WRITTEN INSTRUCTION: Collect every line of the entries below that contains the string "location", matching case exactly.

-- Start --

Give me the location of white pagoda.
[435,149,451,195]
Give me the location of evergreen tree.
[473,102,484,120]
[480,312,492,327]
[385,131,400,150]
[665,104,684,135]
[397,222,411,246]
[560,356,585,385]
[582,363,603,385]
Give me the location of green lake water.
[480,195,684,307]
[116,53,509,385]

-- End --

TASK ANSWER:
Give me the location of white pagoda.
Give me the location of evergreen tree.
Give me the location of green lake water.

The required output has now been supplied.